Reproduce all of the data below verbatim, omitting the picture.

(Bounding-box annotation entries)
## Start

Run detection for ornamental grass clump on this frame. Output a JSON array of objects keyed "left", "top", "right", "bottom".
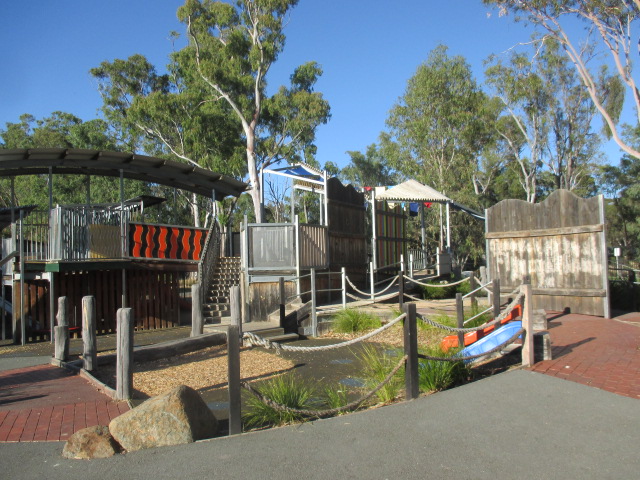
[
  {"left": 418, "top": 346, "right": 469, "bottom": 392},
  {"left": 359, "top": 346, "right": 404, "bottom": 403},
  {"left": 243, "top": 376, "right": 318, "bottom": 427},
  {"left": 332, "top": 308, "right": 382, "bottom": 333}
]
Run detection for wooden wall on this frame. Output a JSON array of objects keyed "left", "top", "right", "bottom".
[
  {"left": 327, "top": 178, "right": 369, "bottom": 283},
  {"left": 13, "top": 268, "right": 181, "bottom": 340},
  {"left": 486, "top": 190, "right": 610, "bottom": 318}
]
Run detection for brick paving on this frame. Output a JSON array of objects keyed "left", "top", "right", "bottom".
[
  {"left": 530, "top": 313, "right": 640, "bottom": 399},
  {"left": 0, "top": 365, "right": 129, "bottom": 442}
]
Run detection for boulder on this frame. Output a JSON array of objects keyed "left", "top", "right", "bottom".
[
  {"left": 62, "top": 425, "right": 120, "bottom": 459},
  {"left": 109, "top": 385, "right": 218, "bottom": 452}
]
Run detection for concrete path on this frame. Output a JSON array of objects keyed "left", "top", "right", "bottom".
[
  {"left": 0, "top": 365, "right": 129, "bottom": 442},
  {"left": 532, "top": 312, "right": 640, "bottom": 398},
  {"left": 0, "top": 370, "right": 640, "bottom": 480}
]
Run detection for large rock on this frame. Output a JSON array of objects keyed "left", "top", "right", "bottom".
[
  {"left": 109, "top": 385, "right": 218, "bottom": 452},
  {"left": 62, "top": 425, "right": 120, "bottom": 459}
]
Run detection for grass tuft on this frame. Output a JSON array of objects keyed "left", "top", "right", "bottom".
[
  {"left": 243, "top": 376, "right": 317, "bottom": 427},
  {"left": 333, "top": 308, "right": 382, "bottom": 333}
]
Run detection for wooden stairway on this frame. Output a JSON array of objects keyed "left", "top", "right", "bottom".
[{"left": 202, "top": 257, "right": 240, "bottom": 324}]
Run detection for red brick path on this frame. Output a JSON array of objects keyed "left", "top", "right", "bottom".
[
  {"left": 0, "top": 365, "right": 129, "bottom": 442},
  {"left": 530, "top": 313, "right": 640, "bottom": 399}
]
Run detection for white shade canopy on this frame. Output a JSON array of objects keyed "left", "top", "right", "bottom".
[{"left": 376, "top": 180, "right": 453, "bottom": 203}]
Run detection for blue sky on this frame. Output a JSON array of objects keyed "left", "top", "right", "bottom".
[{"left": 0, "top": 0, "right": 632, "bottom": 167}]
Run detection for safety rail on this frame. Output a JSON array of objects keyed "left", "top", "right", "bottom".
[{"left": 228, "top": 284, "right": 534, "bottom": 434}]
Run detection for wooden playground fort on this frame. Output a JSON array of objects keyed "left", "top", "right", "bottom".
[{"left": 0, "top": 149, "right": 609, "bottom": 342}]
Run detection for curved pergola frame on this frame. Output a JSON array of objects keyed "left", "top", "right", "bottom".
[{"left": 0, "top": 148, "right": 249, "bottom": 200}]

## End

Reply to the exercise:
Run detection for ornamental grass clump on this frame. Output a JSON array of objects keyed "left", "top", "right", "bottom".
[
  {"left": 418, "top": 346, "right": 469, "bottom": 392},
  {"left": 359, "top": 346, "right": 404, "bottom": 403},
  {"left": 243, "top": 376, "right": 318, "bottom": 427},
  {"left": 332, "top": 308, "right": 382, "bottom": 333}
]
Run detection for wooden wall on this frame. Output a JSON array of objects keyed "left", "top", "right", "bottom".
[
  {"left": 327, "top": 178, "right": 369, "bottom": 283},
  {"left": 13, "top": 268, "right": 181, "bottom": 340},
  {"left": 486, "top": 190, "right": 610, "bottom": 318}
]
Run detection for brick paving on this frame. Output a JSON array of objects keyed "left", "top", "right", "bottom".
[
  {"left": 530, "top": 313, "right": 640, "bottom": 399},
  {"left": 0, "top": 365, "right": 129, "bottom": 442}
]
Run detection for boulder on this frame. Output a JSON array of objects keyed "left", "top", "right", "bottom".
[
  {"left": 62, "top": 425, "right": 120, "bottom": 459},
  {"left": 109, "top": 385, "right": 218, "bottom": 452}
]
Run detection for concrete path on this frame. Output a JSON array of objects keyed "left", "top", "right", "bottom".
[
  {"left": 0, "top": 365, "right": 129, "bottom": 442},
  {"left": 532, "top": 312, "right": 640, "bottom": 398},
  {"left": 0, "top": 370, "right": 640, "bottom": 480}
]
Run detection for large rock on this frame. Output a JSON array of objects keyed "left", "top", "right", "bottom".
[
  {"left": 109, "top": 385, "right": 218, "bottom": 452},
  {"left": 62, "top": 425, "right": 120, "bottom": 459}
]
Run detection for grass tuft on this frame. Output a JSON array of objects keyed "left", "top", "right", "bottom".
[
  {"left": 243, "top": 376, "right": 317, "bottom": 427},
  {"left": 333, "top": 308, "right": 382, "bottom": 333}
]
Run detection for wooden stairway on this frame. Output a JSON array of objects keyed "left", "top", "right", "bottom".
[{"left": 202, "top": 257, "right": 240, "bottom": 324}]
Run detection for red brick path on this frame. Output a JSON array of objects keyed "left", "top", "right", "bottom".
[
  {"left": 0, "top": 365, "right": 129, "bottom": 442},
  {"left": 530, "top": 313, "right": 640, "bottom": 399}
]
Run detection for white shade canopy on this frame. Output a JSON array of objects keyed "left", "top", "right", "bottom".
[{"left": 376, "top": 180, "right": 453, "bottom": 203}]
Run detection for blue sky on this frame. Output a JSON array of objects keyed "left", "top", "right", "bottom".
[{"left": 0, "top": 0, "right": 632, "bottom": 167}]
Run detection for safety rail on this frame. Output a JSON array of objects keyed "left", "top", "right", "bottom".
[{"left": 228, "top": 284, "right": 534, "bottom": 434}]
Run detection for wooden playground fort on this frame. Output a JSON array of objects keyed "left", "top", "right", "bottom".
[{"left": 0, "top": 149, "right": 609, "bottom": 342}]
Run detection for curved pergola frame on this frame. Output a JSON array of objects keyed "left", "top", "right", "bottom".
[{"left": 0, "top": 148, "right": 249, "bottom": 200}]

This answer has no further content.